-- Start Source extract --
Terry McDermott
Get Terry McDermott essential facts below. View Videos or join the Terry McDermott discussion. Add Terry McDermott to your PopFlock.com topic list for future reference or share this resource on social media.
Terry McDermott

Terence McDermott
Personal information
Full name Terence McDermott
Date of birth (1951-12-08) 8 December 1951 (age 68)
Place of birth Liverpool, England
Playing position(s) Midfielder
Youth career
Senior career*
Years Team Apps (Gls)
1969-1973 Bury 90 (8)
1973-1974 Newcastle United 56 (6)
1974-1982 Liverpool 232 (54)
1982-1984 Newcastle United 74 (12)
1985 Cork City 7 (1)
1985-1987 APOEL 50 (1)
Total 509 (82)
National team
England U-23 1 (?)
1977-1982 England 25 (3)
Teams managed
1992-1998 Newcastle United (assistant)
2005-2008 Newcastle United (assistant)
2008-2012 Huddersfield Town (assistant)
2012-2014 Birmingham City (assistant)
* Senior club appearances and goals counted for the domestic league only

Terence McDermott (born 8 December 1951) is an English former football midfielder who was a member of the Liverpool team of the 1970s and early 1980s, in which he won three European Cups and five First Division titles. He was also capped 25 times for England, and has had an extensive coaching career with Newcastle United (twice), Huddersfield Town and more recently, as assistant manager of Birmingham City.

Playing career

Early career

McDermott joined Bury as a youngster in 1969. He made a total of 90 appearances and eight goals before joining Newcastle United in 1973.

Manager Joe Harvey gave McDermott his Newcastle debut on 17 March 1973, at Old Trafford against Manchester United. He came off the bench but could not do anything to prevent Newcastle losing 2-1.

McDermott reached the FA Cup Final in 1974 against Liverpool. However, Newcastle lost the match 3-0.


Liverpool boss Bob Paisley, in his first season in charge after replacing Bill Shankly, brought McDermott to Merseyside in November 1974. McDermott made his Liverpool debut on 16 November, as did Phil Neal, in a Merseyside derby against Everton at Goodison Park. Neither side could break the deadlock with both sides sharing the points. McDermott's first goal came in a 1-1 league draw with Burnley at Turf Moor on 8 March 1975.

For the next two years, McDermott struggled to get into the team or hold down a place once given his chance. Liverpool won the League championship and the UEFA Cup in the 1975-76 season but McDermott did not play in enough matches to pick up a League medal, although he was in the squad which won in Europe. Speculation mounted that he would move on in the summer of 1976, but instead he stayed at Anfield and became an integral part of the following season's triumphs.
-- End Source extract --
-- Start Given data --
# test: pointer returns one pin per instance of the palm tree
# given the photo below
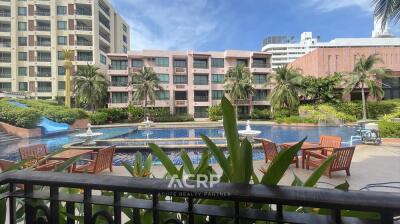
-- End Given data --
## Task set
- 1) Answer these questions from the Terry McDermott profile:
(a) Which club did McDermott join as a youngster in 1969?
(b) Which manager gave McDermott his Newcastle debut?
(c) At which ground did McDermott score his first Liverpool goal, and against which team?
- 2) In the Terry McDermott profile, reproduce everything from "1985-1987 APOEL 50" down to "of Birmingham City.", swapping "Birmingham City" for "Leeds United".
- 3) Continue the Terry McDermott profile from its final sentence onward.

## Expected outputs
- 1)
(a) Bury
(b) Joe Harvey
(c) Turf Moor, against Burnley

- 2)
1985-1987 APOEL 50 (1)
Total 509 (82)
National team
England U-23 1 (?)
1977-1982 England 25 (3)
Teams managed
1992-1998 Newcastle United (assistant)
2005-2008 Newcastle United (assistant)
2008-2012 Huddersfield Town (assistant)
2012-2014 Leeds United (assistant)
* Senior club appearances and goals counted for the domestic league only

Terence McDermott (born 8 December 1951) is an English former football midfielder who was a member of the Liverpool team of the 1970s and early 1980s, in which he won three European Cups and five First Division titles. He was also capped 25 times for England, and has had an extensive coaching career with Newcastle United (twice), Huddersfield Town and more recently, as assistant manager of Leeds United.

- 3)
McDermott was a fixture in the 1977 side that retained the title. Meanwhile, his goal against Everton in the semi-final of the FA Cup, a turn and chip from the edge of the penalty area, was voted the 'Goal of the Season' by the BBC.[1] That game finished 2-2, with Liverpool winning the replay. A subsequent success in a European Cup semi-final meant that Liverpool had reached the finals of both the FA Cup and European Cup, which were scheduled to be played respectively at Wembley and at Rome's Stadio Olimpico within four days of each other in May 1977. However, Liverpool were defeated in the FA Cup Final by Manchester United, which ended their "treble" dream.[2] There was joy for McDermott four days later, though, when he opened the scoring in the European Cup Final against Borussia Mönchengladbach as Liverpool won 3-1.[3]

On 6 December 1977, he scored a hat-trick in the second leg of Liverpool's victory over Hamburg in the UEFA Super Cup Final.[4]

Liverpool reached their first League Cup final in 1978 and this occasion was to prove memorable for McDermott for the wrong reasons. The first game at Wembley against Nottingham Forest ended goalless, but McDermott had a goal disallowed after the officials decided that Kenny Dalglish was in an offside position when McDermott struck his shot. In the replay at Old Trafford, after Forest had opened the scoring with a hotly disputed penalty, McDermott scored what he thought was the equaliser with a well-struck drive, only for the officials to deny him again, claiming he had controlled the pass with his arm. Forest held on to win 1-0 and McDermott offered to swear on oath in an after-match interview that he had trapped the ball legally with his chest.

Consolation at missing out on the League Cup was found at the end of the season when McDermott featured in the Liverpool team which retained the European Cup thanks to a 1-0 win over Club Brugge at Wembley.[5]

The following season, McDermott scored one of Liverpool's most memorable goals.[6] It came at Anfield in a League match against Tottenham Hotspur on 2 September 1978. Liverpool were defending a corner which was cleared from their own penalty area to striker David Johnson, who hit a long pass to the sprinting winger Steve Heighway on the left flank as McDermott started to chase forward. Within just a few seconds, the ball was in the Spurs net as Heighway raced down the line and crossed the ball, without stopping to control it, for McDermott to head home after a 70-yard run. This was the final goal in a 7-0 win.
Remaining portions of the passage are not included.